— START Given entries —

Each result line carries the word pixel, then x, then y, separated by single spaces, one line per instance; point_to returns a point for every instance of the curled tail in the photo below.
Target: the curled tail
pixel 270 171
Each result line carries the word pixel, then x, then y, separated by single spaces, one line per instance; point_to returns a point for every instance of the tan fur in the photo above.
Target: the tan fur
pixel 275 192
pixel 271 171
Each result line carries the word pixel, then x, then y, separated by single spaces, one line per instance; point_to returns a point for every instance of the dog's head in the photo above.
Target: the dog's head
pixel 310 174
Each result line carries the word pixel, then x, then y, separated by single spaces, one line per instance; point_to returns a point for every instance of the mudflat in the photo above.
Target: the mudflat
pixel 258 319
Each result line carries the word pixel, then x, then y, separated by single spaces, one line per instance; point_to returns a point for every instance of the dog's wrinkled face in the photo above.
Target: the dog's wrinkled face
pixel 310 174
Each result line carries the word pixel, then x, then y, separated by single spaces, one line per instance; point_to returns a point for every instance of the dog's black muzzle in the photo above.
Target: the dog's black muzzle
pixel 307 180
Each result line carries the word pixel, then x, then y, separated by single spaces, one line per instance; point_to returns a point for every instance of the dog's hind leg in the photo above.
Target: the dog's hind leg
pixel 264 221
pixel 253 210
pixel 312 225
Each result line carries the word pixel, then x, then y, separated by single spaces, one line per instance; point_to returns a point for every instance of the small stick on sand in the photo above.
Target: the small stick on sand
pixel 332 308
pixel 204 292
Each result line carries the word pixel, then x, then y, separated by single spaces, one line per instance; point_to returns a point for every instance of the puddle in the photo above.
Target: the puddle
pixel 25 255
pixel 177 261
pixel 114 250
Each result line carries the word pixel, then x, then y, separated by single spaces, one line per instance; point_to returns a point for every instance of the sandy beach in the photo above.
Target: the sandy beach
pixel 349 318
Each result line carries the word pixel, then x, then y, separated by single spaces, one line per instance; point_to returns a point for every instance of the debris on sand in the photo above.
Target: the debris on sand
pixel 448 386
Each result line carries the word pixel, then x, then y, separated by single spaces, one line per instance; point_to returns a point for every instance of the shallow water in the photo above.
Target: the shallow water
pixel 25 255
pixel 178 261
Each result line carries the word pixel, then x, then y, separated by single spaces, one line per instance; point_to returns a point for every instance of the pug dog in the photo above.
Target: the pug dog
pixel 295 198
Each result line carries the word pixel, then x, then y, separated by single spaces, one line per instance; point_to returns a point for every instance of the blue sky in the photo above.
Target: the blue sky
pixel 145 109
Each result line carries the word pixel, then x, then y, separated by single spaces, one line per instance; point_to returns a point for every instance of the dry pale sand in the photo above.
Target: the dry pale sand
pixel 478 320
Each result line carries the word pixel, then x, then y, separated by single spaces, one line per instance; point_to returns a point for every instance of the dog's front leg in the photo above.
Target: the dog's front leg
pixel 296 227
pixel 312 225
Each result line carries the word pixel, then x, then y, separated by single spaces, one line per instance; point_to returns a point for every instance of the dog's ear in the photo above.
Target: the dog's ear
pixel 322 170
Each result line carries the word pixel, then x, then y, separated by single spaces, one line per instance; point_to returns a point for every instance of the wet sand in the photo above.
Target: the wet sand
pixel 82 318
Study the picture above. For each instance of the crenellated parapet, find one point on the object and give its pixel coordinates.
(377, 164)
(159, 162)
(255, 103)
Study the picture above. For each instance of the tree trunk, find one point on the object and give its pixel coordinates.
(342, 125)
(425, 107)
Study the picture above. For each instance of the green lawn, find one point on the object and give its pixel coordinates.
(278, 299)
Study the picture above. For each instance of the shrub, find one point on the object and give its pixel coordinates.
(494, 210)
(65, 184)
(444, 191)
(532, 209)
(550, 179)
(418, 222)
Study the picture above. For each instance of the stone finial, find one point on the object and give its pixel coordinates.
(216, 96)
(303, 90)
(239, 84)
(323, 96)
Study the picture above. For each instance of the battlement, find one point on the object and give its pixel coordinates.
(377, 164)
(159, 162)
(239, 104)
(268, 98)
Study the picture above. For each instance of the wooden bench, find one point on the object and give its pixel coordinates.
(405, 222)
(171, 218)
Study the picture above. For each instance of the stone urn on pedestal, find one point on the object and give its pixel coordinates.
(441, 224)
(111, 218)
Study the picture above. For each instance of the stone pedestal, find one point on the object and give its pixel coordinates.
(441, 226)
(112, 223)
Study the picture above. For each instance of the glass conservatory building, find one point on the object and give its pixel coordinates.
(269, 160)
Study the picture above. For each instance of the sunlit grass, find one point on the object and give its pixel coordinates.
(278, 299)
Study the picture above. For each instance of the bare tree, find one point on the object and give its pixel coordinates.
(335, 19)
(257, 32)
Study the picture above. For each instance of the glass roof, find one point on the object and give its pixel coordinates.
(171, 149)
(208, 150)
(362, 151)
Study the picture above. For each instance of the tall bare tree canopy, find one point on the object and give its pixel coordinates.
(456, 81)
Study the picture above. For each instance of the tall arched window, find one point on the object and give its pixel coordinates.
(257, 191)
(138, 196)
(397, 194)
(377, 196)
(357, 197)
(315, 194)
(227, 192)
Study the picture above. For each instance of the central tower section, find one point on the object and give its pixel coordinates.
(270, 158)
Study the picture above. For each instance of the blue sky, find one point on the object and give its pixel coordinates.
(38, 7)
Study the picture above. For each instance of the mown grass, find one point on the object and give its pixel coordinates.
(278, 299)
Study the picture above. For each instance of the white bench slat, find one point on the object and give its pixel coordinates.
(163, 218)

— END Given entries —

### Exercise instructions
Rewrite every line of the records above as a Markdown table with the columns No. and Text, numbering each row and skipping blank lines.

### Completed task
| No. | Text |
|---|---|
| 1 | Each result line carries the word pixel, then x, then y, separated by single spaces, one line per instance; point_to returns a point for every instance of the curled tail in the photo below. |
| 2 | Target: the curled tail |
| 3 | pixel 270 171 |
| 4 | Each result line carries the word pixel, then x, then y, separated by single spaces, one line per instance; point_to returns a point for every instance of the tan fur in the photo above. |
| 5 | Target: the tan fur |
| 6 | pixel 275 192 |
| 7 | pixel 271 171 |
| 8 | Each result line carries the word pixel, then x, then y, separated by single spaces, one line per instance; point_to returns a point for every instance of the dog's head in the photo above. |
| 9 | Target: the dog's head |
| 10 | pixel 310 174 |
| 11 | Each result line carries the word pixel, then x, then y, separated by single spaces, one line per instance; point_to returns a point for every instance of the mudflat in the photo above. |
| 12 | Target: the mudflat |
| 13 | pixel 258 319 |
| 14 | Each result line carries the word pixel, then x, then y, separated by single spaces, one line per instance; point_to returns a point for every instance of the dog's wrinkled face in the photo above. |
| 15 | Target: the dog's wrinkled face |
| 16 | pixel 310 174 |
| 17 | Each result line carries the word pixel, then x, then y, separated by single spaces, one line per instance; point_to returns a point for every instance of the dog's black muzzle in the photo above. |
| 18 | Target: the dog's black muzzle |
| 19 | pixel 307 180 |
| 20 | Each result line carries the word pixel, then x, then y, separated by single spaces, one line per instance; point_to returns a point for every instance of the dog's hind leg in the photo above. |
| 21 | Target: the dog's hind leg |
| 22 | pixel 264 221 |
| 23 | pixel 253 210 |
| 24 | pixel 312 225 |
| 25 | Each result line carries the word pixel, then x, then y, separated by single spaces, one line per instance; point_to returns a point for every instance of the small stick on sand in the photo above. |
| 26 | Target: the small stick on sand |
| 27 | pixel 332 308 |
| 28 | pixel 204 292 |
| 29 | Each result line carries the word pixel, then x, then y, separated by single spaces, one line per instance; point_to returns a point for every instance of the puddle in the photo above. |
| 30 | Target: the puddle |
| 31 | pixel 25 255 |
| 32 | pixel 177 261 |
| 33 | pixel 114 250 |
| 34 | Each result line carries the word pixel, then x, then y, separated by single spaces, one line per instance; point_to returns a point for every instance of the sandy beach in the photo above. |
| 35 | Target: the sandy beach |
| 36 | pixel 349 318 |
| 37 | Each result line carries the word pixel, then x, then y, separated by single spaces, one line per instance; point_to returns a point for every instance of the debris on sand in the photo above. |
| 38 | Target: the debris on sand |
| 39 | pixel 448 386 |
| 40 | Each result line carries the word pixel, then x, then y, separated by single spaces, one line per instance; point_to returns a point for every instance of the shallow water in the photo above. |
| 41 | Target: the shallow water |
| 42 | pixel 25 255 |
| 43 | pixel 178 261 |
| 44 | Each result line carries the word pixel, then x, then y, separated by single spaces, one line per instance; point_to returns a point for every instance of the pug dog in the photo above. |
| 45 | Target: the pug dog |
| 46 | pixel 295 198 |
| 47 | Each result line carries the word pixel, then x, then y, separated by single spaces, one line per instance; point_to returns a point for every instance of the blue sky in the photo above. |
| 48 | Target: the blue sky |
| 49 | pixel 145 109 |
| 50 | Each result line carries the word pixel, then x, then y, separated by single spaces, one line per instance; point_to returns a point for every instance of the dry pale sand in the photo above. |
| 51 | Target: the dry pale sand |
| 52 | pixel 478 320 |
| 53 | Each result line carries the word pixel, then x, then y, separated by single spaces, one line per instance; point_to returns a point for every instance of the dog's front leg in the photo above. |
| 54 | Target: the dog's front leg |
| 55 | pixel 296 227 |
| 56 | pixel 312 225 |
| 57 | Each result line carries the word pixel, then x, then y, separated by single spaces, one line per instance; point_to returns a point for every instance of the dog's ear in the photo above. |
| 58 | Target: the dog's ear |
| 59 | pixel 322 170 |
| 60 | Each result line carries the word pixel, then x, then y, separated by single spaces, one line per instance; point_to returns a point for every instance of the wet sand in the photo above. |
| 61 | Target: the wet sand |
| 62 | pixel 82 318 |
| 63 | Study the picture above. For each instance of the crenellated parapet, find one point on the object and give its pixel coordinates. |
| 64 | (377, 164) |
| 65 | (159, 162) |
| 66 | (255, 103) |
| 67 | Study the picture above. For each instance of the tree trunk, find one point on the object and give its pixel coordinates. |
| 68 | (342, 125) |
| 69 | (425, 107) |
| 70 | Study the picture above. For each instance of the green lawn, find one point on the object and give its pixel coordinates. |
| 71 | (278, 299) |
| 72 | Study the picture above. For each instance of the shrub, find one point on the object and give its pixel coordinates. |
| 73 | (494, 210) |
| 74 | (65, 184) |
| 75 | (444, 191) |
| 76 | (532, 209) |
| 77 | (550, 179) |
| 78 | (418, 222) |
| 79 | Study the picture above. For each instance of the stone finial, find one point on the object and give its pixel coordinates. |
| 80 | (216, 96) |
| 81 | (303, 90) |
| 82 | (239, 84) |
| 83 | (323, 96) |
| 84 | Study the picture above. For each instance of the battlement, find one point on the object and give its pixel coordinates. |
| 85 | (377, 164) |
| 86 | (159, 162) |
| 87 | (239, 104) |
| 88 | (268, 98) |
| 89 | Study the picture above. For each instance of the wooden bench, find one point on the object and give its pixel coordinates. |
| 90 | (405, 222) |
| 91 | (171, 218) |
| 92 | Study the picture above. For each instance of the stone urn on pedestal, find one point on the object and give its pixel coordinates. |
| 93 | (441, 224) |
| 94 | (111, 218) |
| 95 | Study the picture above. For each instance of the stone pedestal, find one point on the object and give its pixel coordinates. |
| 96 | (441, 226) |
| 97 | (112, 223) |
| 98 | Study the picture above. For each instance of the glass conservatory building, find one point on the object and give its pixel coordinates. |
| 99 | (269, 160) |
| 100 | Study the picture above. For each instance of the sunlit grass, find one point on the object and give its pixel coordinates. |
| 101 | (278, 299) |
| 102 | Study the picture above. For each instance of the bare tree, find one point on the object and give its pixel coordinates. |
| 103 | (335, 19) |
| 104 | (257, 32) |
| 105 | Study the picture above. For each instance of the glass roof, find one point on the object and give its pixel coordinates. |
| 106 | (171, 149) |
| 107 | (208, 150) |
| 108 | (362, 151) |
| 109 | Study the picture above. For each instance of the tall bare tree canopy, find one point on the object and give its pixel coordinates. |
| 110 | (456, 81) |
| 111 | Study the picture above. For each instance of the tall arched window, find one point on the object and give its pixel coordinates. |
| 112 | (257, 191) |
| 113 | (138, 196) |
| 114 | (397, 194) |
| 115 | (377, 196) |
| 116 | (357, 197) |
| 117 | (315, 194) |
| 118 | (227, 192) |
| 119 | Study the picture above. For each instance of the central tower section, find one point on the object and give its pixel coordinates. |
| 120 | (270, 158) |
| 121 | Study the picture above. For each instance of the blue sky, find one point on the object and give its pixel coordinates. |
| 122 | (38, 7) |
| 123 | Study the picture above. For each instance of the mown grass, find one point on the object and give its pixel coordinates. |
| 124 | (278, 299) |
| 125 | Study the picture above. For each instance of the white bench slat, find one point on the object and give its pixel coordinates. |
| 126 | (163, 218) |